BEGIN Data under study

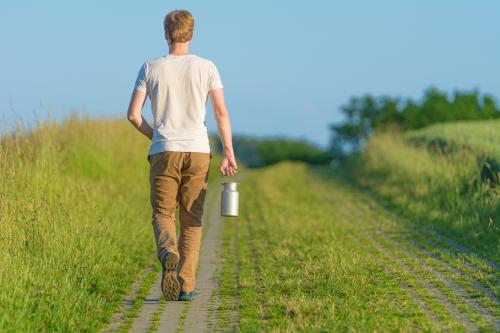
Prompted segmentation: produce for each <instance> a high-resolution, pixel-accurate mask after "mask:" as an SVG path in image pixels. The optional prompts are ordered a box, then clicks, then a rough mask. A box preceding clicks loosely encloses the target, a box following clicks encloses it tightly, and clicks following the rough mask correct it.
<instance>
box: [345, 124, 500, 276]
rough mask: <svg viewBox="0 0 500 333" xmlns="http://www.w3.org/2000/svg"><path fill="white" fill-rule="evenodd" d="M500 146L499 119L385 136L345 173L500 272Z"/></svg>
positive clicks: (375, 194) (351, 160)
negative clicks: (499, 267) (473, 252)
mask: <svg viewBox="0 0 500 333" xmlns="http://www.w3.org/2000/svg"><path fill="white" fill-rule="evenodd" d="M499 147H500V122H499V121H482V122H470V123H454V124H452V123H450V124H444V125H435V126H431V127H429V128H424V129H422V130H419V131H413V132H409V133H407V134H406V135H405V136H401V135H397V134H379V135H375V136H373V137H372V138H371V139H370V140H369V142H368V144H367V147H366V149H365V150H364V151H363V152H362V153H361V154H360V155H359V156H357V157H355V158H352V159H350V160H349V162H348V163H347V166H346V168H344V175H345V176H346V177H348V178H350V179H351V183H353V184H356V185H359V186H361V187H363V188H364V189H368V190H369V191H370V192H372V193H374V194H375V195H376V196H377V197H378V198H379V199H380V200H382V201H384V202H385V204H386V206H387V207H388V208H390V209H392V210H394V211H397V212H398V213H399V214H400V215H402V216H405V217H407V218H408V220H410V221H414V222H415V223H417V222H418V226H419V227H425V228H430V229H433V230H436V231H437V232H440V233H442V234H444V235H446V236H448V237H450V238H451V239H452V240H454V241H456V242H457V243H459V244H462V245H466V246H467V247H468V248H469V249H471V250H473V251H474V252H476V253H478V254H480V255H481V256H482V257H483V258H487V259H488V260H491V261H493V262H494V263H495V264H496V265H497V266H499V265H500V224H499V223H500V191H499V188H500V186H499V184H498V183H497V181H498V177H499V176H500V173H499V172H500V169H498V161H500V151H499Z"/></svg>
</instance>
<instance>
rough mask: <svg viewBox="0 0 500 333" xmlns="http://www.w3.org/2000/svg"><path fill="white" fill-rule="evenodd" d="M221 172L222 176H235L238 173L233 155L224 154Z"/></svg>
mask: <svg viewBox="0 0 500 333" xmlns="http://www.w3.org/2000/svg"><path fill="white" fill-rule="evenodd" d="M219 170H220V173H221V175H222V176H234V175H235V174H236V173H237V172H238V166H237V165H236V159H235V158H234V154H233V153H223V155H222V161H221V163H220V169H219Z"/></svg>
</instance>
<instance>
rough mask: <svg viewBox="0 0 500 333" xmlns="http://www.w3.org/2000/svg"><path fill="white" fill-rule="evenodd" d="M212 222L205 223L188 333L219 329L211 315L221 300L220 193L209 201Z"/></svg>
mask: <svg viewBox="0 0 500 333" xmlns="http://www.w3.org/2000/svg"><path fill="white" fill-rule="evenodd" d="M208 201H209V207H208V208H209V210H208V213H209V214H207V215H208V219H206V221H205V223H206V224H207V225H208V228H207V230H206V232H205V237H204V239H203V242H202V247H201V250H200V262H199V266H198V274H197V278H196V286H197V287H196V289H197V291H198V294H197V297H196V299H195V300H194V301H193V302H191V303H190V304H189V307H188V309H187V314H186V318H185V320H184V327H183V330H184V332H206V331H208V329H209V328H211V327H212V328H213V327H215V320H216V319H217V318H216V317H214V316H213V315H211V312H212V310H213V309H214V308H215V309H217V307H218V304H219V299H218V297H217V290H218V285H217V275H216V273H217V272H218V271H219V270H218V266H219V265H220V259H219V257H220V252H221V241H222V239H221V235H222V221H221V220H222V219H221V216H220V209H218V208H219V206H218V205H217V204H218V203H219V202H220V193H219V192H218V191H215V190H214V191H211V193H210V198H209V200H208Z"/></svg>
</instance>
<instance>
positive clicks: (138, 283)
mask: <svg viewBox="0 0 500 333" xmlns="http://www.w3.org/2000/svg"><path fill="white" fill-rule="evenodd" d="M153 268H154V261H153V262H152V263H151V264H150V265H149V266H147V267H146V268H145V269H143V271H142V273H141V274H140V275H139V277H138V278H137V279H136V280H135V281H134V282H133V283H132V285H131V286H130V287H129V288H128V291H127V293H126V295H125V299H124V300H123V302H122V305H121V306H120V309H119V310H118V311H117V312H115V314H114V315H113V316H112V317H111V320H110V323H109V324H108V325H107V326H106V327H105V328H104V329H102V330H101V333H111V332H116V331H117V330H118V329H119V328H120V327H121V326H122V325H123V323H124V322H125V320H126V318H127V315H128V314H129V313H130V312H131V311H132V309H133V308H134V301H135V300H136V299H137V297H138V296H139V292H140V289H141V286H142V285H143V284H144V279H145V278H146V276H148V275H149V274H150V273H151V272H152V271H153Z"/></svg>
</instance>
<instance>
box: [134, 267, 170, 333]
mask: <svg viewBox="0 0 500 333" xmlns="http://www.w3.org/2000/svg"><path fill="white" fill-rule="evenodd" d="M160 283H161V271H160V272H158V274H157V275H156V277H155V280H154V283H153V285H152V286H151V288H150V290H149V294H148V296H147V297H146V299H144V302H143V303H142V308H141V310H140V312H139V314H138V315H137V317H135V319H134V321H133V322H132V326H131V327H130V332H147V331H148V330H149V327H150V325H151V323H152V317H153V315H154V314H155V312H156V311H157V309H158V308H159V306H160V300H161V298H162V297H163V294H162V291H161V288H160Z"/></svg>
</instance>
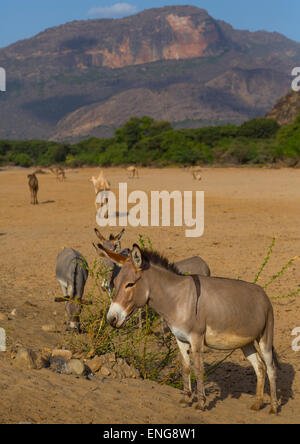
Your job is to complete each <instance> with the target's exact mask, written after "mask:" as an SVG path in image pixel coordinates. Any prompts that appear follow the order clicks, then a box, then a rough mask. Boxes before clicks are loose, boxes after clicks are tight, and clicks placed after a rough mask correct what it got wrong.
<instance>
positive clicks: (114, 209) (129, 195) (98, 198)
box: [96, 183, 204, 237]
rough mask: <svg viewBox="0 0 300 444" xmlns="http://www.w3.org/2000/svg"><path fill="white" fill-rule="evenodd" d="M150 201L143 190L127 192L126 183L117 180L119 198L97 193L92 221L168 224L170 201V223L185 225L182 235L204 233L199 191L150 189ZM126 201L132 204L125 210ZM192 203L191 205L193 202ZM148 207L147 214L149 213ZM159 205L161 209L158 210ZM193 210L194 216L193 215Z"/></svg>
mask: <svg viewBox="0 0 300 444" xmlns="http://www.w3.org/2000/svg"><path fill="white" fill-rule="evenodd" d="M150 195H151V196H150V202H149V200H148V195H147V193H145V192H144V191H140V190H135V191H132V192H131V193H130V194H129V195H128V191H127V183H119V201H118V208H117V198H116V196H115V194H114V193H113V192H112V191H101V192H100V193H98V195H97V198H96V202H97V204H99V206H100V208H99V209H98V211H97V216H96V222H97V224H98V225H99V226H100V227H107V226H109V227H116V226H117V219H118V226H120V227H127V226H128V225H130V226H132V227H138V226H141V227H149V226H151V227H170V226H171V202H173V226H174V227H182V226H186V227H187V228H189V229H187V230H185V236H186V237H200V236H202V235H203V233H204V192H203V191H195V192H194V191H184V192H183V193H182V192H181V191H172V192H168V191H151V193H150ZM128 204H135V205H134V206H133V207H131V208H130V210H129V211H128ZM194 204H195V205H194ZM149 207H150V214H149ZM160 207H161V211H160ZM193 213H194V217H193Z"/></svg>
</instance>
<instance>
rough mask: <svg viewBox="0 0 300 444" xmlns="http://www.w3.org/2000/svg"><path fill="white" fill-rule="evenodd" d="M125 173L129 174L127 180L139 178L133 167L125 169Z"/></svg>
mask: <svg viewBox="0 0 300 444" xmlns="http://www.w3.org/2000/svg"><path fill="white" fill-rule="evenodd" d="M127 171H128V172H129V179H133V178H134V177H137V178H138V177H139V172H138V169H137V167H136V166H135V165H131V166H129V167H128V168H127Z"/></svg>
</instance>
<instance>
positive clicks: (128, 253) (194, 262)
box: [93, 228, 210, 295]
mask: <svg viewBox="0 0 300 444" xmlns="http://www.w3.org/2000/svg"><path fill="white" fill-rule="evenodd" d="M124 232H125V229H123V230H122V231H121V232H120V233H119V234H118V235H117V236H113V235H112V234H111V235H110V237H109V240H107V239H105V237H104V236H103V235H102V234H101V233H100V231H99V230H98V229H97V228H95V233H96V235H97V237H98V238H99V239H100V241H101V242H102V244H103V246H104V247H105V248H106V249H107V250H111V251H114V252H116V253H121V254H123V255H124V256H129V255H130V249H129V248H125V249H123V250H122V249H121V242H120V241H121V238H122V236H123V234H124ZM93 245H94V244H93ZM94 248H95V250H96V252H97V254H98V255H99V256H100V257H101V259H102V266H103V268H104V273H105V278H104V279H103V281H102V288H103V289H106V290H107V291H108V293H109V295H111V294H112V292H113V289H114V279H115V278H116V276H117V275H118V273H119V272H120V270H121V268H120V267H119V266H118V265H117V264H116V263H114V262H113V261H112V260H110V259H109V258H108V257H107V256H106V255H105V254H103V253H102V252H101V250H99V249H98V248H97V247H96V246H95V245H94ZM175 265H176V267H177V269H178V270H179V271H180V273H182V274H199V275H201V276H210V269H209V266H208V265H207V263H206V262H205V261H204V260H203V259H202V258H201V257H199V256H194V257H189V258H187V259H183V260H181V261H178V262H175Z"/></svg>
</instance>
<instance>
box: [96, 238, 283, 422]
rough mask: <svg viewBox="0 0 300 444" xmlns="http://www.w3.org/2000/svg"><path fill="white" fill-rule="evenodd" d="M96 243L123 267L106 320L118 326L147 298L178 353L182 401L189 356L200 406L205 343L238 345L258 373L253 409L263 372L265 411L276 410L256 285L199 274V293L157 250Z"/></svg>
mask: <svg viewBox="0 0 300 444" xmlns="http://www.w3.org/2000/svg"><path fill="white" fill-rule="evenodd" d="M98 248H100V249H101V250H102V251H103V252H104V253H105V254H106V255H107V257H108V258H110V259H111V260H112V261H113V262H115V263H116V264H117V265H118V266H119V267H122V269H121V271H120V273H119V274H118V275H117V277H116V278H115V280H114V286H115V289H116V295H115V297H114V299H113V301H112V303H111V306H110V309H109V311H108V314H107V320H108V322H109V323H110V324H111V325H112V326H113V327H115V328H120V327H122V326H123V325H124V324H125V323H126V321H127V320H128V319H129V318H130V317H131V316H132V315H133V314H134V313H135V312H136V311H137V310H138V309H139V308H141V307H143V306H144V305H145V304H147V303H148V304H149V306H150V307H151V308H153V309H154V310H155V311H156V312H157V313H158V314H160V315H161V316H162V317H163V318H164V319H165V320H166V322H167V324H168V326H169V327H170V329H171V331H172V332H173V334H174V335H175V337H176V340H177V343H178V346H179V349H180V352H181V356H182V361H183V378H184V398H183V400H182V402H183V403H189V402H190V401H191V396H192V390H191V379H190V367H191V362H190V356H191V357H192V361H193V364H194V370H195V375H196V378H197V395H198V402H197V404H196V408H198V409H200V410H204V405H205V392H204V383H203V379H204V362H203V348H204V345H206V346H208V347H210V348H214V349H217V350H235V349H238V348H241V349H242V351H243V353H244V355H245V356H246V358H247V359H248V360H249V361H250V363H251V364H252V366H253V368H254V370H255V373H256V376H257V388H256V401H255V403H254V405H253V406H252V409H253V410H259V409H260V408H261V407H262V405H263V397H264V384H265V376H266V372H267V374H268V378H269V381H270V393H271V411H270V413H277V396H276V367H275V362H274V361H276V357H275V354H274V349H273V330H274V316H273V308H272V305H271V302H270V300H269V298H268V296H267V295H266V293H265V291H264V290H263V289H262V288H261V287H260V286H258V285H255V284H250V283H248V282H244V281H240V280H234V279H225V278H216V277H204V276H198V279H199V282H200V297H198V296H199V291H197V288H196V285H195V280H194V279H192V277H191V276H186V275H181V274H180V273H179V271H178V270H177V269H176V267H175V266H174V264H170V263H169V262H168V261H167V259H165V258H163V257H162V256H161V255H159V254H158V253H153V252H149V251H147V250H141V249H140V248H139V247H138V245H133V248H132V250H131V252H130V256H129V257H125V256H123V255H122V254H119V253H114V252H111V251H109V250H107V249H105V247H103V246H102V245H101V244H98ZM198 290H199V289H198ZM190 350H191V352H192V353H191V355H190Z"/></svg>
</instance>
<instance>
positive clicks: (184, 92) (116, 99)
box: [0, 6, 300, 140]
mask: <svg viewBox="0 0 300 444" xmlns="http://www.w3.org/2000/svg"><path fill="white" fill-rule="evenodd" d="M299 60H300V44H299V43H296V42H293V41H291V40H289V39H287V38H286V37H284V36H282V35H280V34H278V33H268V32H264V31H259V32H249V31H241V30H235V29H233V28H232V27H231V26H230V25H229V24H227V23H225V22H222V21H219V20H215V19H214V18H212V17H211V16H210V15H209V14H208V13H207V12H206V11H205V10H203V9H199V8H196V7H193V6H168V7H164V8H159V9H150V10H146V11H143V12H141V13H139V14H136V15H133V16H130V17H126V18H123V19H119V20H113V19H100V20H85V21H75V22H71V23H67V24H65V25H62V26H58V27H54V28H50V29H47V30H45V31H44V32H42V33H40V34H38V35H36V36H35V37H33V38H31V39H26V40H23V41H19V42H17V43H15V44H13V45H10V46H8V47H6V48H3V49H1V50H0V66H2V67H4V68H5V69H6V73H7V92H6V93H1V94H0V118H1V124H0V138H9V139H22V138H47V139H55V140H78V139H81V138H84V137H88V136H92V135H94V136H101V137H102V136H104V137H105V136H110V135H111V134H112V133H113V129H115V128H116V127H118V126H120V125H122V124H123V123H124V122H125V121H126V120H127V119H128V118H129V117H131V116H142V115H149V116H152V117H154V118H156V119H164V120H169V121H171V122H173V123H174V124H175V125H176V126H201V125H203V124H218V123H222V122H233V123H240V122H242V121H244V120H246V119H248V118H251V117H255V116H259V115H264V114H265V113H266V112H267V111H268V110H269V109H270V108H271V107H272V106H273V105H274V104H275V103H276V101H277V100H278V99H279V98H280V97H282V96H283V95H284V94H286V93H287V92H288V91H289V89H290V84H291V78H290V72H291V70H292V68H293V67H294V66H298V65H299Z"/></svg>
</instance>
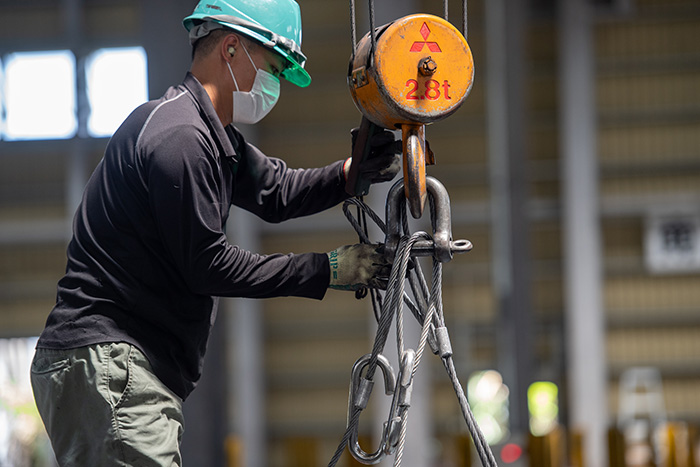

END Data under study

Each line that contains the string "after" should be copied from the data above.

[Response to this exercise]
Prompted segmentation: produce for each <instance> a high-resolution, pixel-accurate mask after "mask:" as an SVG path in image pixels. The optional prompts are ordered a box, then clicks, then a rough mask. A box preceding clicks loosely encloses the target, a box following clicks encloses it tightly, and clicks following the rough mask correct it.
Your job is to complete each <instance> with the target's exact mask, written after "mask:" as an SVG path in image pixel coordinates. Any prompts that appear follow the order clicks, then a box, then a rough mask. Boxes before clicks are loose, boxes after clicks are tight, and clicks placed after a rough mask correct what it got wrong.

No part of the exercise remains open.